AIM OF THE EXERCISE: Write what comes next in the news article about the delayed retirement of NIH research chimpanzees, picking up after its last sentence.

*** Opening of SELECTED EXCERPT ***

Chimp Retirement on Hold

The 60 NIH chimpanzees that were set to enjoy their remaining years at a sanctuary in Louisiana will have to wait a little longer, thanks to Congress’s ongoing budgeting problems.

By | October 31, 2013

WIKIMEDIA, RENNETT STOWEGovernment inaction has delayed the retirement of 60 National Institutes of Health (NIH) research chimps. Specifically, the lack of an appropriations bill has delayed needed tweaks to the Chimp Act, which caps the amount of money the NIH can dedicate to the care of its sanctuary-housed chimps at $30 million. The legislative hiccup also spells trouble for the 100 already retired chimps currently living at Chimp Haven in Keithville, Louisiana.

“We have hit this wall, and we need this fixed, or else come mid- to end-November, we will not be able to pay Chimp Haven to take care of these animals,” Kathy Hudson, NIH Deputy Director for Science, Outreach and Policy, told ABC News. “Scientifically, ethically, and economically, that is a bad idea.”

The NIH announced in June its plan to retire most of its approximately 360 chimpanzees currently housed in research laboratories—a decision that stemmed from a December 2011 report from the Institute of Medicine (IOM) that suggested the majority of chimp research at the agency was unnecessary. In January, an NIH working group seconded the IOM’s findings, and the agency decided to move forward with scaling back its chimp research operation by retiring all but 50 animals, which will remain at the University of Louisiana at Lafayette’s New Iberia Research Center for use in research on a hepatitis C vaccine and new monoclonal antibodies.

*** Close of SELECTED EXCERPT ***
*** Opening of DATA EXTRACTS ***

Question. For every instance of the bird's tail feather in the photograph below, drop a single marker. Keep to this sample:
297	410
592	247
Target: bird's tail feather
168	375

*** Close of DATA EXTRACTS ***

TASK OUTPUT:
But then the government came to a grinding halt. “There is wide bipartisan support for amending the law, but somehow, the permission slip got lost during the mess that was the government shutdown,” ABC reported.

To right the problem, Senator Tom Harkin (D-Iowa) last month (September 30) introduced the CHIMP Act Amendments of 2013 bill, and it was passed unanimously by the Senate yesterday (October 30).

Given the bipartisan support for the changes, Hudson is hopeful that the bill will continue unimpeded. “This is really an issue where there is no divide, it would be impossible to find someone who didn’t support the NIH in taking care of these animals that have contributed greatly to biomedical research,” Hudson told ABC.

“Moving these chimps to sanctuary care is not only the right thing to do, but doing so would also be more cost-efficient for NIH and for taxpayers,” Harkins said in a statement to ABC News. “I hope that Democrats and Republicans can work together to ensure that NIH can use resources it already has on hand to ensure these chimps’ well-being now and in the future.”